> [Provided text]
***
Speech by the Governor of Victoria for the 120th anniversary of the Child Protection Society. 



Associate Professor Jane Munro AM, President of the Children’s Protection Society, and Board Members

Ms Aileen Ashford, Chief Executive Officer, Children’s Protection Society

Distinguished guests, ladies and gentlemen

First, I acknowledge the traditional owners of the land on which we are gathering and pay my respects to their elders past and present and to any elders here with us this afternoon.

It is a pleasure to welcome you to Government House to celebrate the 120th anniversary of the Children’s Protection Society.

This celebration is particularly meaningful to me as it combines three things that I hold dear.

The first is that, as you know, the history of the Society is intimately connected with the history of this House and the role of the Governors’ wives.

Secondly, in the course of a forty year career in the law, I saw first-hand the absolute necessity for the protection of children, amongst the most vulnerable members of our society.

And finally, because it is an integral part of the Governor’s role to facilitate good people and good organisations who are working towards the betterment of life in our State and our nation.

As I am sure you are all well aware, this Society was founded by Lady Sybil Brassey, the wife of Governor Brassey, who served Victoria from 1895 to 1900.

Lady Brassey was motivated by a sincere love of children. She had supported the National Society for the Prevention of Cruelty to Children in England, and had not been in Victoria long before recognising that a similar need existed here.

Lady Brassey consulted widely. She asked the Chief Commissioner of Police for advice, and then the heads of all of the children’s charities in the colony, before deciding that there should be a protection society, based on the English model.

And so the Victorian Society for the Prevention of Cruelty to and Neglect of Children was established at a meeting in Government House on 21 March 1896, nearly 120 years ago to the day.

Five days later, the Age praised Lady Brassey’s philanthropic work, (in language that probably wouldn’t be used today), saying that 'we may well feel grateful that a lady so highly placed is using her gracious influence on behalf of the lowliest of the race.'

What is less known about Lady Brassey is that she had this House filled with 5 dogs of various breeds, and a tame cockatoo, who waddled around the house behind her, and loved to pose next to her when photos were taken!

Lady Brassey laid a solid foundation for the Society, and her legacy was carried through a subsequent 19 Victorian Governors’ wives who supported the Society, in the role of Chief Patron.

Somewhat breaking tradition, and of course being the first female Governor, I have gladly accepted the role of Chief Patron, and I look forward to a fruitful and ongoing relationship with the Society.
***
> [Provided data]
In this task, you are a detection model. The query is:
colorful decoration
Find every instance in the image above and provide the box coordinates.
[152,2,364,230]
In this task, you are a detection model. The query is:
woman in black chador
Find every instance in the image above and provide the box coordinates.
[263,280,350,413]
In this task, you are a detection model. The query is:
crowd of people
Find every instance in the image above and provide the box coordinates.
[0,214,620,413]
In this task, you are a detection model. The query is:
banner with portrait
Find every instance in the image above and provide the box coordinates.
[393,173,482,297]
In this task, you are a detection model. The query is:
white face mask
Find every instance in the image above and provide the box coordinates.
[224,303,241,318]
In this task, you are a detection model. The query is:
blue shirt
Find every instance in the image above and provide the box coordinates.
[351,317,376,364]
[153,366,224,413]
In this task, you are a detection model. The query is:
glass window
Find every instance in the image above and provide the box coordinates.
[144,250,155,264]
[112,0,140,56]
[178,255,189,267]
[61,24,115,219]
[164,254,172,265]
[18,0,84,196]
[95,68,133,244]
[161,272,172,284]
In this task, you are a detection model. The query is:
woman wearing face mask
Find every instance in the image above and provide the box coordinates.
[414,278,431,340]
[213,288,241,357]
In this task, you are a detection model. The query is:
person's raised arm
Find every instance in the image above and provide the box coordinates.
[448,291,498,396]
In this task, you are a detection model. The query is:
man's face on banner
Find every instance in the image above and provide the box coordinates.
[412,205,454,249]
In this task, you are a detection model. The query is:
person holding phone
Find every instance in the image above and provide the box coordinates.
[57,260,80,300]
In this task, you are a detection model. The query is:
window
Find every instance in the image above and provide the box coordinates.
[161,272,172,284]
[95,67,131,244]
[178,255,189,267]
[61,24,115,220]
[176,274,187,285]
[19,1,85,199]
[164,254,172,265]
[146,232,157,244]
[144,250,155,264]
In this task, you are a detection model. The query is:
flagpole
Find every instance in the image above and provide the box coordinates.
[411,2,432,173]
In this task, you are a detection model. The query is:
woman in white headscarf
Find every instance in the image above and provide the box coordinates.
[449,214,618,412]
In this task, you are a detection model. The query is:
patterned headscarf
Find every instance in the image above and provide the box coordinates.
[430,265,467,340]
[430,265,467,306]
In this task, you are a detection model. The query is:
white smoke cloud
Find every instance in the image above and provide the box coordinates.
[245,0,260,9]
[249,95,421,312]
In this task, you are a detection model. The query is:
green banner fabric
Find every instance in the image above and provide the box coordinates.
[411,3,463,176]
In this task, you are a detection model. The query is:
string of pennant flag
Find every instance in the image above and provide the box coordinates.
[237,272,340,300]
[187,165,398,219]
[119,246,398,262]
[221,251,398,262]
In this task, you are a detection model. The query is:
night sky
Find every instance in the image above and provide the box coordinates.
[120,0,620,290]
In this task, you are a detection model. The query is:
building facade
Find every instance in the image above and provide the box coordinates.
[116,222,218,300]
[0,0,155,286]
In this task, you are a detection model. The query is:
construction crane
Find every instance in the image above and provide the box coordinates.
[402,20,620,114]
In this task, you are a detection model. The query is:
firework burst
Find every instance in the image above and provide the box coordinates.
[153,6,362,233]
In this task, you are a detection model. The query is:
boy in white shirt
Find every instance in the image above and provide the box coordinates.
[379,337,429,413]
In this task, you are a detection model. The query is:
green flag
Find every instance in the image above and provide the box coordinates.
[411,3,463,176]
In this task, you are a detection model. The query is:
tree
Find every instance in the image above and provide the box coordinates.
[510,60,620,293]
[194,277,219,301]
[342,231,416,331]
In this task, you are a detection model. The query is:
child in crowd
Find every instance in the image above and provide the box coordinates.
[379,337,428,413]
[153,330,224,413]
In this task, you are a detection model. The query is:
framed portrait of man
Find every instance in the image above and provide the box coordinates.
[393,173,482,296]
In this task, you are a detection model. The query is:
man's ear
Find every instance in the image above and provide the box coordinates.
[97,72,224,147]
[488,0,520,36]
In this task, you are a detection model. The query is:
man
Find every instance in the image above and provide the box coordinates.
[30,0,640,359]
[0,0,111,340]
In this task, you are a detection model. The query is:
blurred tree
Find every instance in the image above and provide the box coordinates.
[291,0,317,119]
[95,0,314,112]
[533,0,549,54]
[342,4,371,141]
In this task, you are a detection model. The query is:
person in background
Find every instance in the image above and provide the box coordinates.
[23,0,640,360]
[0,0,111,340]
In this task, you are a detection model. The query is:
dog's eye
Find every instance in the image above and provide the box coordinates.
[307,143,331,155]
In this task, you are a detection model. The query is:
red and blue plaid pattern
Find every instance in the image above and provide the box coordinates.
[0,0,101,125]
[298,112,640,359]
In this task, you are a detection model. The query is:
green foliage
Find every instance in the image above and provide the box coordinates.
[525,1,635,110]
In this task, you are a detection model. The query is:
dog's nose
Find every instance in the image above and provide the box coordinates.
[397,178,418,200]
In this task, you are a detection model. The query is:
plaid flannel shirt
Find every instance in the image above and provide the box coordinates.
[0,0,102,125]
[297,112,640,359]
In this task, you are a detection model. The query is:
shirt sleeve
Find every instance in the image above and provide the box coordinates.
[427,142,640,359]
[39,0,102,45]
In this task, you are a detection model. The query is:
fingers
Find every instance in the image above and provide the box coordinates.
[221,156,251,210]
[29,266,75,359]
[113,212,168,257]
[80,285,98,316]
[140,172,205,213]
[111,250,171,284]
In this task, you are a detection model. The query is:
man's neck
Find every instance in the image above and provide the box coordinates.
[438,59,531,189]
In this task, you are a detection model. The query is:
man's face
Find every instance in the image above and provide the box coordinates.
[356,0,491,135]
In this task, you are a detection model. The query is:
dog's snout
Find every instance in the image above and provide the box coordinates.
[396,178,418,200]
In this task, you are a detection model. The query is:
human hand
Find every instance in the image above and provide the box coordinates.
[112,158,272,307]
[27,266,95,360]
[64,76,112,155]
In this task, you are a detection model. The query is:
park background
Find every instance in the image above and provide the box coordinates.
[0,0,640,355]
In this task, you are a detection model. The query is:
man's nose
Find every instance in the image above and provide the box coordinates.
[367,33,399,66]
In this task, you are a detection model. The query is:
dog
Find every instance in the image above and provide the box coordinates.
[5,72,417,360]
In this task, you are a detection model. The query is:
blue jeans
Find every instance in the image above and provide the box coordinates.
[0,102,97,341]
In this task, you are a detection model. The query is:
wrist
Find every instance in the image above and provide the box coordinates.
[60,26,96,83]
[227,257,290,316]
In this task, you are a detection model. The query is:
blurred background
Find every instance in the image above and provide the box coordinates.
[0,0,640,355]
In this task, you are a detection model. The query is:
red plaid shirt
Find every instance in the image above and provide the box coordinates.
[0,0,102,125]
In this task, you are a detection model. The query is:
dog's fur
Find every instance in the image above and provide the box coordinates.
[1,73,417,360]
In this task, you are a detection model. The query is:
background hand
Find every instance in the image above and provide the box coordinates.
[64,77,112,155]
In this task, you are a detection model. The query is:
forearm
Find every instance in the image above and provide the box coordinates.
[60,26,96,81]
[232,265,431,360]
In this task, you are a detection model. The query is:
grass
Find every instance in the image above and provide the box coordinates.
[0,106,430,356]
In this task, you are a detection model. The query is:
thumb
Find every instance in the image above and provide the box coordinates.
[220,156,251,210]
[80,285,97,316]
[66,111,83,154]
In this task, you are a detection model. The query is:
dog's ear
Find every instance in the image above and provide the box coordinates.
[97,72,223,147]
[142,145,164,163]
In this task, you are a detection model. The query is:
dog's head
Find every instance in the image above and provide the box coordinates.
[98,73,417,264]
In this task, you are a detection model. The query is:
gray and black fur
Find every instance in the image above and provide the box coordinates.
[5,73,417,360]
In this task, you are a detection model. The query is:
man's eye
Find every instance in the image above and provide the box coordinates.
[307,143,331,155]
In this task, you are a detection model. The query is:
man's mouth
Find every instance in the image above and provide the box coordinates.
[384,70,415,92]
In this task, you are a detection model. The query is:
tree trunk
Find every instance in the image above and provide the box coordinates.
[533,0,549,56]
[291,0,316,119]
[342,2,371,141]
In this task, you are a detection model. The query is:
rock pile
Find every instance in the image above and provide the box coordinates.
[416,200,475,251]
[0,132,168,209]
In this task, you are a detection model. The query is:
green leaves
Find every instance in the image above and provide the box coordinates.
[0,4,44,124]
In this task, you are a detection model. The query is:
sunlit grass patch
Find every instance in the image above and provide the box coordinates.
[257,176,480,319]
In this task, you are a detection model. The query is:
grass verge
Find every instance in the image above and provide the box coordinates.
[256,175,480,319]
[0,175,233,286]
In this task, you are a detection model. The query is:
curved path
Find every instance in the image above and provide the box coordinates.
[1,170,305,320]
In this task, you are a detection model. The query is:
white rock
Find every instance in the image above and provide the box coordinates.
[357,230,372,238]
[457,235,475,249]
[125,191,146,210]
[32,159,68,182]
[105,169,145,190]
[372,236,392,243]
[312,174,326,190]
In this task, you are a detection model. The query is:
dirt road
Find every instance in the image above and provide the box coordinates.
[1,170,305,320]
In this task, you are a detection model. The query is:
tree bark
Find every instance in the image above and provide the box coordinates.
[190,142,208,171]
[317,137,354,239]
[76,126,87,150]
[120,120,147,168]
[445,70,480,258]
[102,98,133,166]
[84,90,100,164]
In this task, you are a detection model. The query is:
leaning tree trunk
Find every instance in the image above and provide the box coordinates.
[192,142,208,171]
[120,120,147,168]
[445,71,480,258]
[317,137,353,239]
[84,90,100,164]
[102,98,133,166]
***
> [Check your understanding]
1 > In the Governor's anniversary speech, switch "Chief Commissioner of Police" to "Police Commissioner" and write out the passage that opens with the words "Lady Brassey was" and closes with "the English model.".
2 > Carry on the Governor's anniversary speech from its last sentence.
The entries were taken from a separate source that has nothing to do with the speech.

> [Answers in order]
1 >
Lady Brassey was motivated by a sincere love of children. She had supported the National Society for the Prevention of Cruelty to Children in England, and had not been in Victoria long before recognising that a similar need existed here.

Lady Brassey consulted widely. She asked the Police Commissioner for advice, and then the heads of all of the children’s charities in the colony, before deciding that there should be a protection society, based on the English model.

2 >
It should come as no surprise that the work undertaken by the Society particularly resonates with me, given my years of experience in family law.

As a solicitor, then as a barrister, and later as a magistrate in the Children’s Court, in the adult Magistrates’ Court, as a coroner, and finally over many years as a Family Court judge, I unfortunately saw family violence, child abuse and neglect from every angle, and on an all too frequent a basis.

I saw the impact of fear on small children. I saw the threats and the risks to women and to children following a separation. I witnessed families experiencing multiple complex issues with family violence, mental illness, and a lack of parental capacity.

As a community, we are enriched by the Society’s long-term commitment to children and families, with its suite of first-rate educational and care services.

Over the past 120 years, the Society has embraced legislative and policy changes, moved with the times, and tailored its programs to meet the contemporary needs. That accounts for its success and its longevity.

I am delighted to thank the wonderful staff and volunteers who, just by way of example, provided in the last financial year:

  • more than 23,000 hours of service, and assisted more than 370 families, via their family services
  • more than 6,000 hours of counselling support for over 400 families via their therapeutic services
  • and, more than 190 hours of time every week, via their almost 100 volunteers.

With the hardworking and dedicated staff and volunteers, I am certain the Society will continue to nurture, support and strengthen the lives of vulnerable children, young people and families.

I am delighted to celebrate the 120th anniversary of the Society – right here where it started – and I look forward to seeing it continue to flourish in its important work.

It now gives me great pleasure to invite Associate Professor Jane Munro, President of the Children’s Protection Society Board, to address us.